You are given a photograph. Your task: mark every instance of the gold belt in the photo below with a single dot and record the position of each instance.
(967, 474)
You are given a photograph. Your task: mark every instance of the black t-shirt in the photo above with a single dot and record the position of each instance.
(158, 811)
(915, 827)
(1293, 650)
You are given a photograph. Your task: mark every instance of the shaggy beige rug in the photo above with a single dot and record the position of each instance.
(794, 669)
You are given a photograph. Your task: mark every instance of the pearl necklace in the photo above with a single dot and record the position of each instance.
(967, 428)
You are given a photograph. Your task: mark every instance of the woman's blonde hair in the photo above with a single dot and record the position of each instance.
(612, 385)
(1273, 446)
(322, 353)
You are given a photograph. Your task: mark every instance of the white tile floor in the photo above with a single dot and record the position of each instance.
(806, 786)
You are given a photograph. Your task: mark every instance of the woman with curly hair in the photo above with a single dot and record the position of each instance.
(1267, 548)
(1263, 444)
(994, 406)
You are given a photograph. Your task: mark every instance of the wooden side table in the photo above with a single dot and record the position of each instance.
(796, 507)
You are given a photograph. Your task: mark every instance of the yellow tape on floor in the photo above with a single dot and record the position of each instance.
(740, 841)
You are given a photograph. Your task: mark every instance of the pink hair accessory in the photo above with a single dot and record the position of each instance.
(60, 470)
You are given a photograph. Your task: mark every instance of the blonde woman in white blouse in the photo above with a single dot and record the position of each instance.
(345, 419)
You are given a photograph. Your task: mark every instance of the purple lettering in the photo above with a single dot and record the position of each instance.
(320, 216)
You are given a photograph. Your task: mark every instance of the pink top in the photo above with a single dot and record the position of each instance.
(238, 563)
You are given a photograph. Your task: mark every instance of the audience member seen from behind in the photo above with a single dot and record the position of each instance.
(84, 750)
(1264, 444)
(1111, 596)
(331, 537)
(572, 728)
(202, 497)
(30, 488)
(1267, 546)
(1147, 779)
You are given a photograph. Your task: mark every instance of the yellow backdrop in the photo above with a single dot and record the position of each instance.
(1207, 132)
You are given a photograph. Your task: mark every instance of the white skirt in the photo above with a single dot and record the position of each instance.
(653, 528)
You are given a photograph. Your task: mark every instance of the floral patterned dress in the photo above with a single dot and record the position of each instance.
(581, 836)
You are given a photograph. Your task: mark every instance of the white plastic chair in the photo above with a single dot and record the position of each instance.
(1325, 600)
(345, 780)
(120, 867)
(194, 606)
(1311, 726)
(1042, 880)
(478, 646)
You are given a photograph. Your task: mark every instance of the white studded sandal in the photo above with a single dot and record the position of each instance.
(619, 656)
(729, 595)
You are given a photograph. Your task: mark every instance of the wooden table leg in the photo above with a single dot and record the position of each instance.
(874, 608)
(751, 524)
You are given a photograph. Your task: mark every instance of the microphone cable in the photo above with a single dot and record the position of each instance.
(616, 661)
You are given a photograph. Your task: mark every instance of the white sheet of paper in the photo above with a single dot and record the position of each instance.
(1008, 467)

· · ·

# What you have to do
Output the line holding "the yellow backdrop", then every later line through the end of the records above, exactly as given and nothing else.

# Solution for this task
You are given a photograph. Your task: mark every instance of the yellow backdrop in the photo above with a single dot and record the position of each instance.
(1207, 132)
You are given a photograph. Your task: mark every instance of the white skirt in the photo above with a single dot and record the position of each instance.
(653, 528)
You are given a photograph. Your task: mark every instance of the floral patterned dress in the photo above with a single dot and record the position of each instance.
(581, 836)
You are given a photograph. Your task: mark every instance of the white plastic chair in the photo above with a single dot and record the position of each instance.
(1325, 600)
(345, 780)
(120, 867)
(194, 606)
(1311, 726)
(1042, 880)
(478, 646)
You are given a photograph. Your task: mark every instance of the white studded sandal in the photo above with a single dot and record the position of each instance.
(619, 656)
(729, 595)
You are given a photograph. Your task: mark every instance of the wooden table leg in the photo above with a single dot and record the position of each instance.
(874, 608)
(751, 524)
You are given a photograph. Your task: mark every instance of the microphone cable in the photo above with a single dot and record the position of each instance.
(616, 661)
You are given a photograph. Your task: mark every instance of the white sheet of paper in the photo above with a single dot and record the position of each instance.
(1008, 467)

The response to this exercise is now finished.